> Your goal: Please retype the data that follows, starting at the line containing "Task: locate the tree" and stopping after the last line.

> Material provided:
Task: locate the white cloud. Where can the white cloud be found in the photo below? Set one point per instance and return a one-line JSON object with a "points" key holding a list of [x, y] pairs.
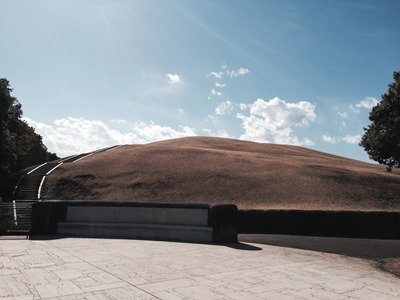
{"points": [[239, 72], [329, 139], [216, 93], [220, 133], [352, 139], [216, 74], [174, 79], [274, 120], [69, 136], [244, 106], [367, 103], [224, 108]]}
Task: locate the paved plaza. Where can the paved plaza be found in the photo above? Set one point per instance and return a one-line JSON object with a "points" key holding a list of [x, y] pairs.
{"points": [[84, 268]]}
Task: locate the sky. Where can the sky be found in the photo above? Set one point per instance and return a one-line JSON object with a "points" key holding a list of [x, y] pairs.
{"points": [[97, 73]]}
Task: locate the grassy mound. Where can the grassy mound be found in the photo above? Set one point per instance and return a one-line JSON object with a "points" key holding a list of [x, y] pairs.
{"points": [[214, 170]]}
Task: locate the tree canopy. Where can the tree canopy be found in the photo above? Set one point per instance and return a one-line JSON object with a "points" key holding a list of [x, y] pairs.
{"points": [[381, 138], [20, 145]]}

> Written response:
Task: locate the tree canopy. Where can the tree canopy be found in the photo above? Set one point per instance and return a one-line JSON object with a "points" key holding a list of [x, y] pairs.
{"points": [[381, 138], [20, 145]]}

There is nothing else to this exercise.